→ Task statement
Render the records below as a Markdown table with columns Row and Line, one line of text per numbered row. Begin at the line that has "Target: angled box tier" and stop after the line that has "174], [254, 171]]", skipping blank lines and leaving out the picture.

** BEGIN Record set **

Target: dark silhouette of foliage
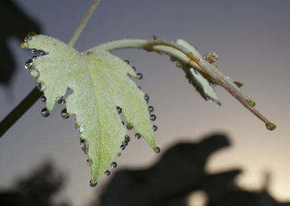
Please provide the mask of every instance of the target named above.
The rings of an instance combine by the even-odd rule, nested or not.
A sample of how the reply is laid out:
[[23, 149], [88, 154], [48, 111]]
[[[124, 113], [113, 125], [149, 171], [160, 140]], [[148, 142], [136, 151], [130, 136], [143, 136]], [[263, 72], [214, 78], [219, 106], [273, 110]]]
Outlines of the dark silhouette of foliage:
[[160, 160], [147, 170], [119, 171], [112, 178], [101, 201], [91, 205], [187, 205], [194, 191], [204, 191], [208, 206], [290, 205], [279, 203], [265, 188], [245, 191], [236, 185], [240, 169], [208, 174], [205, 166], [209, 157], [229, 142], [222, 135], [214, 135], [198, 143], [180, 143], [166, 151]]
[[7, 85], [15, 71], [12, 54], [7, 45], [8, 38], [16, 36], [23, 41], [27, 33], [33, 31], [39, 34], [40, 28], [35, 21], [30, 19], [10, 0], [0, 1], [0, 53], [2, 62], [0, 67], [0, 84]]
[[0, 205], [50, 206], [53, 195], [60, 191], [65, 178], [52, 162], [20, 179], [12, 189], [0, 192]]

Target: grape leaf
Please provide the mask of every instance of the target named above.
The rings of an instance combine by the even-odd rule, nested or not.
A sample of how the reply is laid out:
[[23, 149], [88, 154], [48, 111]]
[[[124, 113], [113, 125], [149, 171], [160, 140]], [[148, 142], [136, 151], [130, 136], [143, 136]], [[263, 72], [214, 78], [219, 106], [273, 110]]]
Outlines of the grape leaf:
[[68, 89], [73, 90], [65, 100], [63, 113], [68, 117], [76, 115], [81, 148], [92, 167], [91, 186], [120, 154], [127, 135], [117, 107], [127, 128], [132, 124], [134, 132], [158, 152], [145, 94], [130, 78], [137, 75], [128, 64], [104, 51], [81, 54], [43, 35], [29, 34], [21, 47], [41, 51], [40, 56], [25, 65], [31, 69], [31, 76], [37, 78], [37, 87], [46, 97], [46, 115], [56, 102], [61, 101]]

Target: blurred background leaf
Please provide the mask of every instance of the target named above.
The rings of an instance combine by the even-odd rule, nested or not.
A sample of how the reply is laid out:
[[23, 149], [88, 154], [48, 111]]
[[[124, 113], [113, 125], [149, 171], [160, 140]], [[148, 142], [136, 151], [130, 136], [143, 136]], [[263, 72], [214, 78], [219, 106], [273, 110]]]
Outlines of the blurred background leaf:
[[0, 1], [0, 84], [8, 85], [15, 71], [14, 59], [12, 51], [10, 51], [8, 41], [12, 36], [23, 41], [30, 32], [41, 33], [37, 23], [30, 19], [10, 0]]

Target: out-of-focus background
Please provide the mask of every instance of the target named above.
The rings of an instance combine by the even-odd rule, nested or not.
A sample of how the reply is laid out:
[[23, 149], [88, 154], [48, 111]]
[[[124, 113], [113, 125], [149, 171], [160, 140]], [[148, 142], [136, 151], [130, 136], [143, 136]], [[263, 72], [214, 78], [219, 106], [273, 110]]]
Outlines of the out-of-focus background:
[[[67, 43], [92, 1], [12, 1], [38, 24], [42, 34]], [[221, 106], [205, 102], [167, 56], [136, 49], [112, 54], [129, 60], [143, 75], [137, 83], [155, 108], [158, 130], [154, 135], [161, 151], [180, 141], [194, 142], [213, 133], [225, 133], [232, 146], [211, 157], [207, 172], [241, 168], [243, 172], [236, 181], [249, 190], [260, 189], [268, 172], [269, 192], [277, 200], [287, 201], [290, 200], [289, 8], [287, 0], [104, 0], [74, 47], [81, 52], [112, 40], [151, 39], [155, 35], [167, 40], [183, 38], [202, 54], [216, 52], [218, 68], [244, 84], [243, 91], [256, 102], [256, 109], [277, 125], [276, 130], [267, 130], [264, 123], [221, 87], [216, 87]], [[20, 27], [9, 19], [8, 22], [8, 27]], [[1, 23], [1, 33], [5, 33], [7, 25]], [[30, 31], [23, 27], [21, 32]], [[10, 34], [5, 52], [12, 54], [14, 70], [10, 81], [0, 87], [0, 119], [35, 87], [36, 79], [24, 69], [32, 56], [20, 47], [25, 34], [21, 40], [12, 32]], [[8, 60], [1, 58], [2, 62]], [[12, 69], [6, 66], [1, 71]], [[4, 71], [1, 73], [3, 76]], [[43, 118], [40, 111], [45, 106], [38, 101], [0, 139], [0, 189], [10, 188], [19, 175], [30, 174], [50, 159], [64, 172], [65, 179], [54, 200], [84, 205], [101, 193], [112, 176], [102, 177], [96, 187], [89, 186], [90, 168], [80, 148], [74, 118], [61, 117], [64, 105], [56, 105], [50, 117]], [[148, 167], [160, 155], [143, 139], [132, 139], [116, 157], [118, 167], [111, 174], [123, 168]]]

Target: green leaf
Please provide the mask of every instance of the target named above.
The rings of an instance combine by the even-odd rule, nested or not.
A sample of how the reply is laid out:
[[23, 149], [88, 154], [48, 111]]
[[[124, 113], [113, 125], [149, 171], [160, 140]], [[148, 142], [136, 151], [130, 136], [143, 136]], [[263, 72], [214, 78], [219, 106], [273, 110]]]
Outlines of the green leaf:
[[120, 154], [127, 135], [116, 107], [121, 108], [135, 133], [157, 152], [145, 94], [130, 78], [136, 78], [136, 73], [126, 62], [104, 51], [81, 54], [43, 35], [29, 34], [21, 47], [45, 52], [28, 67], [46, 97], [48, 113], [68, 89], [73, 90], [65, 100], [66, 112], [68, 116], [76, 115], [82, 148], [92, 167], [92, 186]]

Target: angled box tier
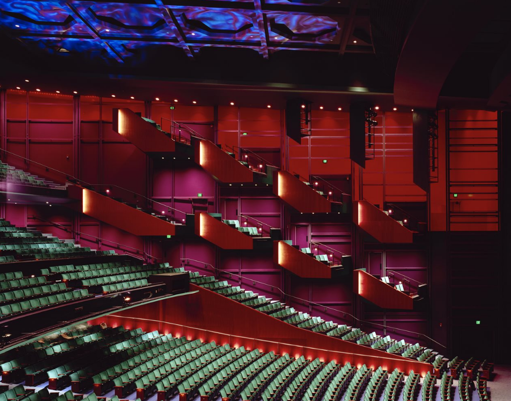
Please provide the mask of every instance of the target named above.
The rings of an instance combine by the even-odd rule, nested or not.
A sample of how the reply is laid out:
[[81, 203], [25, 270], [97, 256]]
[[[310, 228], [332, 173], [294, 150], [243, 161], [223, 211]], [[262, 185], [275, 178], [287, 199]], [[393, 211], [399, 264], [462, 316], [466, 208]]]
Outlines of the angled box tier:
[[212, 142], [196, 138], [192, 141], [195, 163], [222, 183], [262, 182], [266, 174], [254, 171]]
[[[332, 278], [349, 274], [351, 269], [342, 265], [330, 265], [327, 260], [305, 253], [289, 241], [273, 242], [273, 261], [303, 278]], [[327, 255], [318, 255], [324, 256]]]
[[413, 309], [413, 298], [363, 270], [353, 271], [353, 291], [384, 309]]
[[342, 204], [331, 202], [288, 171], [273, 172], [273, 193], [300, 213], [342, 211]]
[[149, 155], [191, 149], [189, 145], [175, 141], [170, 134], [159, 129], [156, 123], [145, 120], [129, 108], [113, 109], [112, 122], [114, 131]]
[[[217, 217], [218, 218], [217, 218]], [[195, 213], [195, 234], [222, 249], [253, 249], [253, 240], [248, 235], [202, 212]]]
[[413, 232], [367, 201], [353, 203], [353, 221], [380, 242], [411, 243]]
[[[429, 363], [294, 326], [214, 289], [194, 284], [190, 284], [190, 289], [197, 292], [102, 319], [116, 325], [127, 326], [129, 322], [132, 325], [142, 324], [143, 327], [154, 324], [164, 316], [165, 322], [162, 323], [167, 325], [166, 330], [178, 330], [180, 335], [187, 337], [200, 332], [201, 338], [206, 341], [209, 341], [210, 336], [212, 338], [216, 336], [219, 341], [223, 341], [224, 336], [230, 336], [239, 345], [243, 344], [244, 339], [249, 339], [251, 347], [265, 350], [274, 347], [283, 354], [294, 355], [297, 350], [306, 348], [308, 355], [335, 359], [354, 365], [382, 366], [386, 370], [398, 369], [400, 371], [413, 369], [423, 375], [431, 370]], [[205, 316], [207, 319], [204, 319]]]
[[81, 201], [84, 214], [134, 235], [176, 235], [175, 225], [108, 196], [78, 186], [70, 186], [68, 192]]

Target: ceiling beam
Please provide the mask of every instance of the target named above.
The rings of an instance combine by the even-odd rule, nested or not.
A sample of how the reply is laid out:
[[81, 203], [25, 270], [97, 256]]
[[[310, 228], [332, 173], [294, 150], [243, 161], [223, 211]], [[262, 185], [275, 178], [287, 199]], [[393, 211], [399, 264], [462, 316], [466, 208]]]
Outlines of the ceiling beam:
[[261, 47], [259, 53], [267, 60], [269, 58], [268, 51], [268, 42], [269, 35], [268, 32], [268, 23], [266, 20], [266, 15], [263, 12], [261, 5], [261, 0], [254, 0], [254, 8], [256, 10], [256, 18], [257, 20], [257, 26], [259, 29], [259, 39], [261, 40]]
[[353, 32], [353, 25], [355, 24], [357, 2], [357, 0], [351, 0], [351, 4], [350, 5], [350, 13], [344, 18], [344, 25], [341, 28], [342, 34], [339, 54], [341, 56], [346, 51], [348, 40], [350, 40], [350, 37], [351, 36], [352, 32]]
[[104, 40], [101, 36], [100, 36], [99, 34], [96, 31], [96, 29], [95, 29], [90, 21], [82, 15], [81, 13], [78, 11], [78, 9], [76, 8], [74, 4], [71, 4], [65, 2], [61, 2], [60, 3], [60, 5], [69, 10], [83, 23], [83, 25], [86, 27], [89, 34], [92, 36], [92, 39], [89, 40], [92, 40], [97, 43], [99, 43], [103, 48], [103, 49], [106, 50], [107, 52], [111, 57], [117, 60], [118, 62], [120, 63], [124, 62], [124, 60], [123, 59], [122, 55], [120, 52], [117, 51], [117, 50], [116, 50], [114, 48], [108, 41]]
[[189, 57], [193, 57], [193, 51], [187, 43], [184, 34], [181, 29], [181, 27], [178, 23], [177, 18], [174, 15], [174, 13], [164, 5], [161, 0], [154, 0], [154, 2], [158, 6], [158, 8], [159, 9], [160, 12], [161, 13], [161, 15], [163, 16], [164, 19], [165, 20], [165, 22], [167, 23], [167, 25], [172, 30], [172, 32], [177, 38], [177, 42], [181, 48], [183, 49], [185, 54]]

** END Record set **

→ Answer below
| Row | Line |
|---|---|
| 1 | Target: angled box tier |
| 2 | Please provide the mask of every instance of the target named above. |
| 3 | The rings of an instance combine by the even-odd rule, nested or not. |
| 4 | A sample of how the reply is laid out: |
| 5 | [[81, 203], [25, 270], [97, 256]] |
| 6 | [[[310, 228], [332, 173], [294, 150], [243, 161], [223, 211]], [[262, 185], [275, 178], [287, 199]], [[393, 211], [399, 264], [462, 316], [466, 208]]] |
| 7 | Outlines of the angled box tier: |
| 8 | [[212, 142], [196, 138], [192, 141], [195, 163], [222, 183], [262, 182], [266, 174], [254, 171]] |